## Task statement
Locate each line in the records below that contains the string "grounding", treating uppercase and lowercase as distinct, and copy those lines.

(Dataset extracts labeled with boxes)
────────────────────────────────────────
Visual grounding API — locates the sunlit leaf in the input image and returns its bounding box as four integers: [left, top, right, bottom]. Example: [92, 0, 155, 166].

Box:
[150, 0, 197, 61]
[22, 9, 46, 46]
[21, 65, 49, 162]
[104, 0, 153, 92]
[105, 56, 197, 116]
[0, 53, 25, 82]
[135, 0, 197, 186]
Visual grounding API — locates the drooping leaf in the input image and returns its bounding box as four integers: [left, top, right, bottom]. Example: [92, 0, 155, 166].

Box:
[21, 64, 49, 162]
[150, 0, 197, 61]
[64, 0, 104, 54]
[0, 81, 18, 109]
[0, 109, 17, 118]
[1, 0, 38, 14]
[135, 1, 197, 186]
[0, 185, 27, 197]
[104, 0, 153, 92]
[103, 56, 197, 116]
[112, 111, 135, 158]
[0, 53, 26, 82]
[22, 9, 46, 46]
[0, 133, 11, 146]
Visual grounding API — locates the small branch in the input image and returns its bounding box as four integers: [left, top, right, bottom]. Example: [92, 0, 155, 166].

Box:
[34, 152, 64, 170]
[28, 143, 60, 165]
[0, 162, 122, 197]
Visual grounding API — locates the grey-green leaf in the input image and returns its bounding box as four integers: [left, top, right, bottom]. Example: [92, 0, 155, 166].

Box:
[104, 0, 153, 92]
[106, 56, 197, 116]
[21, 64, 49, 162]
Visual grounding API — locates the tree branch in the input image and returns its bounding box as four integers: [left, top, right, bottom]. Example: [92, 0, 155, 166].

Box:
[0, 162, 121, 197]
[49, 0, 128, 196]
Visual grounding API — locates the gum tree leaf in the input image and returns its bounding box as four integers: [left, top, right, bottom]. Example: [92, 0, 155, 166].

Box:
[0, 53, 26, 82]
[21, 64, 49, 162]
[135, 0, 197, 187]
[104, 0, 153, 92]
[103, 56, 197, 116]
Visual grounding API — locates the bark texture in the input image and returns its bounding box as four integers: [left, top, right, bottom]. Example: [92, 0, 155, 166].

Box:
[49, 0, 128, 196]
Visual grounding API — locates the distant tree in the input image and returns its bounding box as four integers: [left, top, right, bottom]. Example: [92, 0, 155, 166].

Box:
────────────────────────────────────────
## Written response
Visual grounding API — locates the sunlit leaf in the input image and returns its bounding box as four integers: [left, top, right, bottom]. Example: [92, 0, 155, 166].
Visual grounding API — locates the drooping leaf in the input image and returns its bounding box as four integers: [left, top, right, bottom]. Example: [92, 0, 155, 166].
Visual grounding API — locates the small branch in the input image and returns its bounding box as four integers: [left, top, right, bottom]. Example: [92, 0, 155, 166].
Visual grounding API — locates the grey-green leaf in the input image and returns its bounding box as four integers: [left, top, right, bottom]. Example: [92, 0, 155, 166].
Visual grounding API — locates the tree branch in the input image and returns its bounding box as four integers: [left, top, right, bottom]. Example: [92, 0, 155, 166].
Visual grounding API — locates the gum tree leaf in the input image and returns its bounding box as four integers: [left, top, right, bottom]. Example: [92, 0, 155, 166].
Visual grounding API — locates the bark texture in the input image and returns its bounding box as four integers: [left, top, right, bottom]. Example: [92, 0, 155, 166].
Visual grounding API — locates the distant tree in the input image and returns its bounding box as four integers: [left, top, right, bottom]. Example: [92, 0, 155, 166].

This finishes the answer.